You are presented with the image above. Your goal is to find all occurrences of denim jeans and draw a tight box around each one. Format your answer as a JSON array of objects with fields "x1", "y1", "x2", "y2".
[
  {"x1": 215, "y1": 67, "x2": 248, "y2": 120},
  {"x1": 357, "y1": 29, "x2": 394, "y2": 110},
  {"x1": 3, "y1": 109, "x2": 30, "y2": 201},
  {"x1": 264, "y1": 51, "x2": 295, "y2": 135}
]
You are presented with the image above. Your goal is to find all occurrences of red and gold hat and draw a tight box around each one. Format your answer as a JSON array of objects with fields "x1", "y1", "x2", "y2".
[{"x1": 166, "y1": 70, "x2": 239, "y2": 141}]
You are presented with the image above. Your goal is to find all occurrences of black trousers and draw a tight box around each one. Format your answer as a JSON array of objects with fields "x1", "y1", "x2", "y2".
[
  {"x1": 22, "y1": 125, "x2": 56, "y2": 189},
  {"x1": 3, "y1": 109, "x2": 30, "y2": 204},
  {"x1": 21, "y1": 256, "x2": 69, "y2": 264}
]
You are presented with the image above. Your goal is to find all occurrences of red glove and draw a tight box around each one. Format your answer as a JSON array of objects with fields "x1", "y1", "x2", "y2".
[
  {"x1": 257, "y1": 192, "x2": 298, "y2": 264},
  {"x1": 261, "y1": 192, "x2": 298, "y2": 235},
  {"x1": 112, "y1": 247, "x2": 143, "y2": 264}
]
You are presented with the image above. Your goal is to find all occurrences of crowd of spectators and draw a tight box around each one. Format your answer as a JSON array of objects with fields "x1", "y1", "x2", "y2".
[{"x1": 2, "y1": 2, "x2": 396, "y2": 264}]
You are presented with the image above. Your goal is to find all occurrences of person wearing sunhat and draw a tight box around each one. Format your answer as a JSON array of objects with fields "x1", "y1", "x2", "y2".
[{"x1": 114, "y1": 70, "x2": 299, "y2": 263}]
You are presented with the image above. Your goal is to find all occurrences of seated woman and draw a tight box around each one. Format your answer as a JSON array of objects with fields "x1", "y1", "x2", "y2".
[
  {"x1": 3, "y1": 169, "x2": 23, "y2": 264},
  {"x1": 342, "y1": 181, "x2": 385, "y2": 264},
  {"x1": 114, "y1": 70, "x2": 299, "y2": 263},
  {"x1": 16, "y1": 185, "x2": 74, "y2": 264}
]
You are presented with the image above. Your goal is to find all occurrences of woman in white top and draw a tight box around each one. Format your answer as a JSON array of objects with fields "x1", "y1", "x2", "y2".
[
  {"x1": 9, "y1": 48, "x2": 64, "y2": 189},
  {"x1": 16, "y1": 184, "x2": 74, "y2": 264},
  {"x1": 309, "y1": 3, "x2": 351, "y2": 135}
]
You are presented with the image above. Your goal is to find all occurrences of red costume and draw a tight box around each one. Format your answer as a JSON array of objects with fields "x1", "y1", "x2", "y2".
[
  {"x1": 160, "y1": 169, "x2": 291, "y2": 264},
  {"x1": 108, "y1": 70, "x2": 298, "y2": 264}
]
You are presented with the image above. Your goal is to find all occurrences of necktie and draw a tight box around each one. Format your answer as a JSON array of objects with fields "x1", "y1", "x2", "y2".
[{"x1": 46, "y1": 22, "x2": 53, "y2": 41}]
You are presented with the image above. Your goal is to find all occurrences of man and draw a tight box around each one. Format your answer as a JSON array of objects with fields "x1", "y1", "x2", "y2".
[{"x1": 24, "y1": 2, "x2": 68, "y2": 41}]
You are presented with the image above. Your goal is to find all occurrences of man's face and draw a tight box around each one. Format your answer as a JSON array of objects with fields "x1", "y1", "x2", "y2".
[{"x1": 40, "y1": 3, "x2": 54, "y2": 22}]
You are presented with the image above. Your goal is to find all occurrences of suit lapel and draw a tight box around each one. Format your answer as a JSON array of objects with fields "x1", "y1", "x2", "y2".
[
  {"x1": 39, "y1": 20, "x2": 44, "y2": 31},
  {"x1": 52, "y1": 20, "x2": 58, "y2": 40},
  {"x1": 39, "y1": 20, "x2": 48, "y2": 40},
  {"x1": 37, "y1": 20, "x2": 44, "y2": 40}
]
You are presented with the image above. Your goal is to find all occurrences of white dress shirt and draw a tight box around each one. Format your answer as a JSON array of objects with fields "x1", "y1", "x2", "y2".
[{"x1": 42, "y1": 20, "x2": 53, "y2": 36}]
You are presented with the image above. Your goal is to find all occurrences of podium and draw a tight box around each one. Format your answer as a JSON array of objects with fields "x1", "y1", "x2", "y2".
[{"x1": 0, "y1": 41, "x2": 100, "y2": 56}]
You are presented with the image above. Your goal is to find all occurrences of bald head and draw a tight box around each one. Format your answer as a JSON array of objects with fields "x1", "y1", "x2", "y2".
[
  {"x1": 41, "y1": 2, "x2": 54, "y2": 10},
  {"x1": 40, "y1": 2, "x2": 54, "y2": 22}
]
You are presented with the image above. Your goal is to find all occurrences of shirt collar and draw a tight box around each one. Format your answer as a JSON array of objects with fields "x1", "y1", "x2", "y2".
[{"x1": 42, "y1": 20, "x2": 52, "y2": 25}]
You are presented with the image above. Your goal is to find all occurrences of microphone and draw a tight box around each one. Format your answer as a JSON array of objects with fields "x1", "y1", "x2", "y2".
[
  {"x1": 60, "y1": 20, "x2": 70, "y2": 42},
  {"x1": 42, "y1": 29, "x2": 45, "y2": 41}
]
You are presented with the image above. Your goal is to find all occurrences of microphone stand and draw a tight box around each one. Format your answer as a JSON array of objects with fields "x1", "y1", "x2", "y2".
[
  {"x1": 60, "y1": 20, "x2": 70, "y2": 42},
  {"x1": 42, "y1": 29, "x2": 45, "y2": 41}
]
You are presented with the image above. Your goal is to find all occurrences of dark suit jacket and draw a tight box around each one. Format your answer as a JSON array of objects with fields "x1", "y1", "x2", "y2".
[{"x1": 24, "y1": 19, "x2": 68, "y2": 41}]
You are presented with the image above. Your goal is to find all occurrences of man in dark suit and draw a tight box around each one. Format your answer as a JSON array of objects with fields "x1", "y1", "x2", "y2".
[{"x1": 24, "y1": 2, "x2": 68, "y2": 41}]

★ ★ ★ ★ ★ ★ ★

* [TASK]
The response has to match the data exactly, line for line.

* [YOUR RESPONSE]
You are presented with the image above. Your goal is to find all occurrences of denim jeans and draw a tight box around each one. Format your answer as a JSON array of objects with fields "x1", "y1", "x2", "y2".
[
  {"x1": 215, "y1": 67, "x2": 248, "y2": 120},
  {"x1": 357, "y1": 29, "x2": 394, "y2": 110},
  {"x1": 3, "y1": 109, "x2": 30, "y2": 201},
  {"x1": 264, "y1": 51, "x2": 295, "y2": 135}
]
You are presented with the image above. Your goal is to find all occurrences of red and gold hat and draw a tight box around each one. Format your answer as a JSON array of objects with fields "x1", "y1", "x2", "y2".
[{"x1": 166, "y1": 70, "x2": 239, "y2": 141}]
You are presented with the image above. Your goal is to find all occurrences of black trousers and draw a tight box around each one. Format your answer as a JSON array of objects with fields "x1", "y1", "x2", "y2".
[
  {"x1": 22, "y1": 125, "x2": 56, "y2": 189},
  {"x1": 3, "y1": 109, "x2": 30, "y2": 204},
  {"x1": 21, "y1": 256, "x2": 69, "y2": 264}
]
You are presented with the image above. Your goal is to find all occurrences of red glove and draw a tight box around each one. Format your answer as a JSON array of objects with fields "x1", "y1", "x2", "y2".
[
  {"x1": 257, "y1": 192, "x2": 298, "y2": 264},
  {"x1": 261, "y1": 192, "x2": 298, "y2": 235},
  {"x1": 112, "y1": 247, "x2": 143, "y2": 264}
]
You are presented with the image above. Your goal is to find all occurrences of crowd of spectators and draw a tight box around each one. Format your answer as a JSON array of objects with fields "x1", "y1", "x2", "y2".
[{"x1": 2, "y1": 2, "x2": 396, "y2": 264}]
You are presented with the image above. Your goal is to find all occurrences of person wearing sunhat and draw a tight box around each one. Format your answer as a JSON array of objects with fields "x1", "y1", "x2", "y2".
[{"x1": 114, "y1": 70, "x2": 299, "y2": 263}]
You are presented with the image above. Your goal is to find all occurrences of seated woman and draw a tight box around each one. Format your answer as a JSON array of objects with fields "x1", "y1", "x2", "y2".
[
  {"x1": 3, "y1": 169, "x2": 23, "y2": 264},
  {"x1": 342, "y1": 181, "x2": 385, "y2": 264},
  {"x1": 114, "y1": 70, "x2": 299, "y2": 263},
  {"x1": 16, "y1": 185, "x2": 74, "y2": 264}
]
You are presented with the image above. Your goal is to find all occurrences of woman in white top and draw a tight box around each one. Format your answer as a JSON array of objects with fields "x1", "y1", "x2", "y2".
[
  {"x1": 9, "y1": 48, "x2": 64, "y2": 189},
  {"x1": 16, "y1": 184, "x2": 74, "y2": 264},
  {"x1": 309, "y1": 3, "x2": 351, "y2": 135}
]
You are presented with the image above. Your goal is to find all occurrences of red costume and draw a tight box around each one. Format your answer as a JSON array of objects with fields "x1", "y1", "x2", "y2".
[
  {"x1": 160, "y1": 169, "x2": 291, "y2": 264},
  {"x1": 108, "y1": 70, "x2": 298, "y2": 264}
]
You are presented with the image above. Your goal is to find all occurrences of necktie and draw a tight box around each one. Format your answer as a JSON array of objects with fields "x1", "y1", "x2", "y2".
[{"x1": 46, "y1": 22, "x2": 53, "y2": 41}]
You are presented with the image above. Your goal is to find all occurrences of man and draw a tight box around each one. Format your answer as a JSON array of objects with fields "x1", "y1", "x2", "y2".
[{"x1": 24, "y1": 2, "x2": 68, "y2": 41}]
You are presented with the image above. Your goal is to find all occurrences of man's face and draw a tight box around each one. Format your answer as a JSON array of objects with fields "x1", "y1", "x2", "y2".
[{"x1": 40, "y1": 3, "x2": 54, "y2": 22}]
You are presented with the image above. Your goal is to find all occurrences of suit lapel and draw a tight box around each one. Format your answer as a JSON array of objects with fields "x1", "y1", "x2", "y2".
[
  {"x1": 39, "y1": 20, "x2": 44, "y2": 31},
  {"x1": 52, "y1": 20, "x2": 58, "y2": 40},
  {"x1": 39, "y1": 20, "x2": 48, "y2": 40},
  {"x1": 37, "y1": 20, "x2": 44, "y2": 40}
]
You are presented with the image above. Your goal is to find all occurrences of white dress shirt and draw a tight box around each one. Format your answer as a JSON array of objects with fields "x1", "y1", "x2", "y2".
[{"x1": 42, "y1": 20, "x2": 53, "y2": 36}]
You are presented with the image above. Your goal is to find all occurrences of podium and draw a tight box around each one. Format your answer as a JSON array of objects with fields "x1", "y1", "x2", "y2".
[{"x1": 0, "y1": 41, "x2": 100, "y2": 56}]
You are presented with the image above. Your goal is to find all occurrences of bald head and draw a tight box around each one. Format your answer as a JSON array of objects with fields "x1", "y1", "x2", "y2".
[
  {"x1": 41, "y1": 2, "x2": 54, "y2": 10},
  {"x1": 40, "y1": 2, "x2": 54, "y2": 22}
]
You are presented with the image above. Your goal is to find all occurrences of shirt collar and draw a tight box around each one. Format your answer as a JSON array of objects with fields "x1", "y1", "x2", "y2".
[{"x1": 42, "y1": 20, "x2": 52, "y2": 25}]
You are presented with the image above. Your goal is to find all occurrences of microphone and draw a tight box around each one. Format your answer as a JSON array of objects with fields "x1", "y1", "x2", "y2".
[
  {"x1": 60, "y1": 20, "x2": 70, "y2": 42},
  {"x1": 42, "y1": 29, "x2": 45, "y2": 41}
]
You are presented with the image above. Your goal is to find all occurrences of microphone stand and draw a tight box around each one. Format your answer as a JSON array of objects with fields "x1", "y1", "x2", "y2".
[
  {"x1": 60, "y1": 20, "x2": 70, "y2": 42},
  {"x1": 42, "y1": 29, "x2": 45, "y2": 41}
]
You are presented with the image above. Your goal is to find all occurrences of dark suit jacket and draw a tight box around each one. Format your answer as a JSON array of objects with fields "x1", "y1", "x2", "y2".
[{"x1": 24, "y1": 19, "x2": 68, "y2": 41}]
You are presented with the image above. Your goal is to find all occurrences of man in dark suit and draw a tight box around each one. Format your answer as a JSON array of objects with fields "x1", "y1", "x2", "y2".
[{"x1": 24, "y1": 2, "x2": 68, "y2": 41}]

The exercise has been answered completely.